This article is an excerpt from CERIC’s newly published book Retain and Gain: Career Management for the Public Sector, authored by Lisa Taylor. Visit ceric.ca to download the PDF version free or for information about how to purchase the Playbook in print or as an e-book.
Canada’s public sector leaders work hard to improve the lives and well-being of Canadians while building strong and diverse workplaces. These are no small tasks, and the stakes are high not only for public sector employees but for all Canadians served by them. The challenges facing public servants across the country are complex – including financial constraints, high workloads, aging demographics, shifts in technology and rising expectations from citizens. Finding the time, energy and resources to focus on career management, then, can also be very challenging.
Leading a team in the public sector means constantly balancing internal staffing needs against the operational requirements that enable the execution or fulfilment of a public mandate. Associated with this is the struggle against negative public perception that investing in employees takes resources away from public goods and services. The public doesn’t always recognize the connection between internal investment in employees and external productivity or quality services.
Did you know?
Career management can be a strategic lever for stronger organizational performance and success. It is a foundational component of a range of workforce and workplace needs:
These challenges and balancing acts take place no matter what jurisdiction you are working in – federal, provincial, territorial, municipal and First Nations – or what type of leader you are – in-scope or out-of-scope manager, supervisor, team lead, director and executive.

_Given data_
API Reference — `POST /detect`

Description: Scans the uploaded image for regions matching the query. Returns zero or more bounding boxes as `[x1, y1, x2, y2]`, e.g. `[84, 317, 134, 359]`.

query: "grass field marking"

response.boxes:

_Tasks for this exercise_
A. In the book excerpt on public sector career management, who is named as the author of Retain and Gain: Career Management for the Public Sector?
B. Say whether each statement agrees with the book excerpt on public sector career management, answering yes or no and quoting the deciding words: (i) the PDF version of the book can be downloaded free; (ii) the public always recognizes the connection between internal investment in employees and quality services; (iii) the challenges described arise only in the federal jurisdiction.

_Expected results_
A. Lisa Taylor

B.
(i) Yes: "Visit ceric.ca to download the PDF version free"
(ii) No: "The public doesn’t always recognize the connection between internal investment in employees and external productivity or quality services."
(iii) No: "These challenges and balancing acts take place no matter what jurisdiction you are working in"